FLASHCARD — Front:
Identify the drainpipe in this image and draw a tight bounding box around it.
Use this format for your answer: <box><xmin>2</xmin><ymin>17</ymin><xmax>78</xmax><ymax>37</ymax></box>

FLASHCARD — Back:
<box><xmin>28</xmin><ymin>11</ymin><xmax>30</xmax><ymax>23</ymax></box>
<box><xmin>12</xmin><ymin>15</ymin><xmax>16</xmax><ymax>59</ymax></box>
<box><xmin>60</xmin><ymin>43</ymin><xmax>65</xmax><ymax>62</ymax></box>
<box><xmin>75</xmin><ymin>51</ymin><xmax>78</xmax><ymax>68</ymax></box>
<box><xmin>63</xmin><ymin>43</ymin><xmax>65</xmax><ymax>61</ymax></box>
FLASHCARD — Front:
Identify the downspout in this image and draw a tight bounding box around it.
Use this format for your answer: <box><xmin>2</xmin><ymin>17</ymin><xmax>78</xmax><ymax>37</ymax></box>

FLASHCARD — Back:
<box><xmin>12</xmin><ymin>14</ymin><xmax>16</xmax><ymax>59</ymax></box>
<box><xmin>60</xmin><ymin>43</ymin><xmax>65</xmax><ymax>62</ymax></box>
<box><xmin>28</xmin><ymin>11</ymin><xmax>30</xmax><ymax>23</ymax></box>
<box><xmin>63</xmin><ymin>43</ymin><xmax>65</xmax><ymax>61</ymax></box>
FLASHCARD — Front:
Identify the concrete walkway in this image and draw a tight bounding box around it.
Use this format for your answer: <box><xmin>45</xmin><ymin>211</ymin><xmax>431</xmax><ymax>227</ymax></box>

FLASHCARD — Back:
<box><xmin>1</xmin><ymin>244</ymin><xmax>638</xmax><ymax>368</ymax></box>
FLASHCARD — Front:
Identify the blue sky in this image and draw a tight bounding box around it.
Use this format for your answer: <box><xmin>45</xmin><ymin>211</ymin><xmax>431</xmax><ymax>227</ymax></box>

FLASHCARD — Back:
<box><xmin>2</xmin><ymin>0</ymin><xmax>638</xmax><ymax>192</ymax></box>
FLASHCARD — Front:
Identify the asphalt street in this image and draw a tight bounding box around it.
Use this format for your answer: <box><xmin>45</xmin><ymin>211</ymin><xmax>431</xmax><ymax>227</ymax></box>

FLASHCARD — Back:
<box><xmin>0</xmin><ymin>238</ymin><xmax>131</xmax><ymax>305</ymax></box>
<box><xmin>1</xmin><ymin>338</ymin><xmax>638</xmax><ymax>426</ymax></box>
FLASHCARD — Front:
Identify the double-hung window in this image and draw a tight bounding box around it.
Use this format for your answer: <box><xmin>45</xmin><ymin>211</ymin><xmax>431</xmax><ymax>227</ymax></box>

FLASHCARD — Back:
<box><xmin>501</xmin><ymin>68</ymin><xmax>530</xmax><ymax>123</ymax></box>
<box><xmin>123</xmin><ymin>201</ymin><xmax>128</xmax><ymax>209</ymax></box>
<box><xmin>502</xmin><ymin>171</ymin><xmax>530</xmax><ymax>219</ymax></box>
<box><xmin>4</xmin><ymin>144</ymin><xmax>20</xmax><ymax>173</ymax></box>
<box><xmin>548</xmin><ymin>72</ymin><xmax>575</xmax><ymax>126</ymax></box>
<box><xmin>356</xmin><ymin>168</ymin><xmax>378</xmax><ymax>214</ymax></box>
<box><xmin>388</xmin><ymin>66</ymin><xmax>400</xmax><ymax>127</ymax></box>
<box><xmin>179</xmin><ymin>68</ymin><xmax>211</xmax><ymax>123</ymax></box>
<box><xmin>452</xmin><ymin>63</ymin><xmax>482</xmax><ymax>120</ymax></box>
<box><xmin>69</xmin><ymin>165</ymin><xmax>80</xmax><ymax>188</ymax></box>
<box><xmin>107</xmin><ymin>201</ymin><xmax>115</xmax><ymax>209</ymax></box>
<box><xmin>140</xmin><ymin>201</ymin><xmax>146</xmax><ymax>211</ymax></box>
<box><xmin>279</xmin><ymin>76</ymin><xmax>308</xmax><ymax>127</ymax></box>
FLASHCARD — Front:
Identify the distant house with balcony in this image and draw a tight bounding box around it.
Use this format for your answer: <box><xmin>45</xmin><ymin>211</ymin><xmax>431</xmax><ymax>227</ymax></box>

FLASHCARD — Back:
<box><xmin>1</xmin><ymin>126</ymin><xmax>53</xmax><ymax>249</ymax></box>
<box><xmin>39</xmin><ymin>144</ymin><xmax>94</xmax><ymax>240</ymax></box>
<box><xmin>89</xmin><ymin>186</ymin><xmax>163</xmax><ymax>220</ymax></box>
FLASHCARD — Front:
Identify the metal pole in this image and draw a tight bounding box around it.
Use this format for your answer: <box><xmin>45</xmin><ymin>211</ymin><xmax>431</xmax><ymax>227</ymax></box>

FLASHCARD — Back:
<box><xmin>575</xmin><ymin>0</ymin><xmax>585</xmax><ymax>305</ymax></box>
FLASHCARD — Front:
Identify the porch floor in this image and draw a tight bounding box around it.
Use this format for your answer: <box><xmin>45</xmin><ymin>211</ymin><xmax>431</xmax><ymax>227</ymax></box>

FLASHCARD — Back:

= = = = =

* [Work to complete]:
Nothing but a number, please, for how many lines of the data hold "around".

* [Solution for this exercise]:
9